[Records]
***
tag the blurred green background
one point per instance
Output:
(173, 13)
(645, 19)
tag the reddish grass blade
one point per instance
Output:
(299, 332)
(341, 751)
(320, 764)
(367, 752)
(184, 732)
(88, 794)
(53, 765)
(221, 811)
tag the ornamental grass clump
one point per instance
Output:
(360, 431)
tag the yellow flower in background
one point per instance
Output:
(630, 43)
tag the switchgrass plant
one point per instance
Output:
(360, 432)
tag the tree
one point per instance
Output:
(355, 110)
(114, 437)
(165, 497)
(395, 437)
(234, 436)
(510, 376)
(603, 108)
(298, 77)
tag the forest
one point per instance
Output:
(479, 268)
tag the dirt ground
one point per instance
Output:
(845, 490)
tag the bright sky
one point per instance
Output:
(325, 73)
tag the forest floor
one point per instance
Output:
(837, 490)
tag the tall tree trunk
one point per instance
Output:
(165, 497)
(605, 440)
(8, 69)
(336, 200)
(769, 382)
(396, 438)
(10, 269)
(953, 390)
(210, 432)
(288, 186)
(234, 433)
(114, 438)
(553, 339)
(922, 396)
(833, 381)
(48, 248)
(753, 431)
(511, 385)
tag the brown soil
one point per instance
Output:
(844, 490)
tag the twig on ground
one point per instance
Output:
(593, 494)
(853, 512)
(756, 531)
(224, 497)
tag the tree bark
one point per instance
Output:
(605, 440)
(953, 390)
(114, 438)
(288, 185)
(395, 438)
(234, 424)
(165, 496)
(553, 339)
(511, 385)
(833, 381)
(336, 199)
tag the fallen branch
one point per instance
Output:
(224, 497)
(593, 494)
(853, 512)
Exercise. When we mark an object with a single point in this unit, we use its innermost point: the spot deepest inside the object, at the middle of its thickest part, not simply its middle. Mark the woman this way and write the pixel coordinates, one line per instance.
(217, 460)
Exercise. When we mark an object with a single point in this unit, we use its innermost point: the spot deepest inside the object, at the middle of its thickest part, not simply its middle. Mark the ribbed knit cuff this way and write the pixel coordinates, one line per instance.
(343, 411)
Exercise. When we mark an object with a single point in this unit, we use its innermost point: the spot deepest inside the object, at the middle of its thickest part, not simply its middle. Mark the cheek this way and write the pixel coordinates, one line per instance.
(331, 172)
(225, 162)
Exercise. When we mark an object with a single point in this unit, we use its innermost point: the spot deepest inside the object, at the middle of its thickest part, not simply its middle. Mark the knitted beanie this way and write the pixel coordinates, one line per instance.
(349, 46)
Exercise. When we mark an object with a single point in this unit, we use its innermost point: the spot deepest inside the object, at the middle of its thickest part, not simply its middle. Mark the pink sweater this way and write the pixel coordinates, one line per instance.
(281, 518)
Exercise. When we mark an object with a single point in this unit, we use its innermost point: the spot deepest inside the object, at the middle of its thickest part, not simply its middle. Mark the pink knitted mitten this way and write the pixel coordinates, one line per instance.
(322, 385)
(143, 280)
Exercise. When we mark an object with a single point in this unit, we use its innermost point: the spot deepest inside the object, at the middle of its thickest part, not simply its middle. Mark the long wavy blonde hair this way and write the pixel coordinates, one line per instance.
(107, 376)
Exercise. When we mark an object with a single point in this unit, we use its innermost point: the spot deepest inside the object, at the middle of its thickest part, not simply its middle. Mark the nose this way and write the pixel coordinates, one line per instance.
***
▶ Work required: Rescale the part of the records that opens with the line containing "Mark the long" and runs through the end of the records. Reproduce every line, requests included, and multiply each answer coordinate by 0.9, rounding to whole numbers with halves rounded up.

▶ Response to this exercise:
Exercise. When we mark an object with a single point in this unit, we use its innermost point: the spot deepest inside the object, at the middle of its thickest part, not simply its middle. Mark the long wavy blonde hair this way and write the pixel coordinates, one line per instance.
(96, 338)
Exercise. When we mark an object with a single point in this unit, we use its innermost point: the spot deepest inside the object, at the middle of its thickest part, not simply its middle. Mark the nose this way and write the pixel coordinates, one line per instance.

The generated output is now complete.